» Yapılacaklar:
1. Kaynak metinden "Kocaeli Kandıra F" ile başlayıp "yapmaya devam ediyor." ifadesine kadar süren bölümü aynen çıkarın.
2. Listede "Labeling rule: each instance of the red" ifadesinin geçtiği satırdan başlayıp listenin sonuna kadar uzanan kısmı iki sütunlu bir CSV'ye aktarın: her kural bir satır olsun, sütunlar "metin" ve "yanıt" adını taşısın. Her alanı tırnak içine alın ve satır sonlarını boşlukla değiştirin.

» Kaynak metin:
Kocaeli Kandıra F Tipi Kapalı Cezaevi’nde tutulan ve sağlık sorunları giderek ağırlaşan Halkların Demokratik Partisi (HDP) eski Eş Genel Başkan Yardımcısı Aysel Tuğluk'un tahliye edilmesi için 7 Ocak’ta "Aysel Tuğluk'a Özgürlük için 1000 Kadın” başlıklı imza kampanyası başlatıldı. 52 ülkeden 6 bini aşkın kadın; Aysel Tuğluk’un sağlığına dair hastanelerin verdiği “cezaevinde kalamaz” raporlarının dikkate alınarak, serbest bırakılmasını talep etti. İmza kampanyasına dahil olan siyasetçi, akademisyen, gazeteci, işçi ve farklı meslek gruplarından kadınlar ayrıca, sanal medya hesaplarından “#BinlerceAyseliz" ve “#AyselİçinGeçOlmada” etiketiyle paylaşımlar yapmaya devam ediyor.

Birkaç kayıt
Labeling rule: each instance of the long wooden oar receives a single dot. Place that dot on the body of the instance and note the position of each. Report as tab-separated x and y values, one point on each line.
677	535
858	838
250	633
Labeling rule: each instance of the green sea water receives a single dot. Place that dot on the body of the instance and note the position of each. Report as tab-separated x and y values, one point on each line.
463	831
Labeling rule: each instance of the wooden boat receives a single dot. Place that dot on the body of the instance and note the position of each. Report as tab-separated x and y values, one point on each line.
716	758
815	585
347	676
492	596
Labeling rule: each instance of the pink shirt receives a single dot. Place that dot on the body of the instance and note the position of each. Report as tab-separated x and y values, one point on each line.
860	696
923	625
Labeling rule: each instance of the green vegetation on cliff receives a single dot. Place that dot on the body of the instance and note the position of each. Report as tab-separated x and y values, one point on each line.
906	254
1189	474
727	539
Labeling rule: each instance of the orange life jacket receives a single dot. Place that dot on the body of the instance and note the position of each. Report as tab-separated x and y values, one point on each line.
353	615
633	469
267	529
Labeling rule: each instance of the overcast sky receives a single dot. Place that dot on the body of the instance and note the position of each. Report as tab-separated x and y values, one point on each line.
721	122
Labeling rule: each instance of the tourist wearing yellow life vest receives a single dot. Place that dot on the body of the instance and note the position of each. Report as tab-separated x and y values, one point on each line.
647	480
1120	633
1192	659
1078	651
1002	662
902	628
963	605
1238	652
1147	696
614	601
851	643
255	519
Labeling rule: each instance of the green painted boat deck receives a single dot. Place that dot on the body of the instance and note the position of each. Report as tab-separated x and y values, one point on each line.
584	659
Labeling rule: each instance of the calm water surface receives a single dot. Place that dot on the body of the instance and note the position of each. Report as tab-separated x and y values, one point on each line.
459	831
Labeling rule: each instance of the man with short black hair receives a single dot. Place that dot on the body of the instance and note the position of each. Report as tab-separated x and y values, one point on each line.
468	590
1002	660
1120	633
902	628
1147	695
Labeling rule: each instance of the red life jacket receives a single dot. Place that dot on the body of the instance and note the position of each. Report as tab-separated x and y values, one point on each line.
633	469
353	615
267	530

» Doğru yanıtlar:
1.
Kocaeli Kandıra F Tipi Kapalı Cezaevi’nde tutulan ve sağlık sorunları giderek ağırlaşan Halkların Demokratik Partisi (HDP) eski Eş Genel Başkan Yardımcısı Aysel Tuğluk'un tahliye edilmesi için 7 Ocak’ta "Aysel Tuğluk'a Özgürlük için 1000 Kadın” başlıklı imza kampanyası başlatıldı. 52 ülkeden 6 bini aşkın kadın; Aysel Tuğluk’un sağlığına dair hastanelerin verdiği “cezaevinde kalamaz” raporlarının dikkate alınarak, serbest bırakılmasını talep etti. İmza kampanyasına dahil olan siyasetçi, akademisyen, gazeteci, işçi ve farklı meslek gruplarından kadınlar ayrıca, sanal medya hesaplarından “#BinlerceAyseliz" ve “#AyselİçinGeçOlmada” etiketiyle paylaşımlar yapmaya devam ediyor.

2.
metin,yanıt
"Labeling rule: each instance of the red life jacket receives a single dot. Place that dot on the body of the instance and note the position of each. Report as tab-separated x and y values, one point on each line.","633	469 353	615 267	530"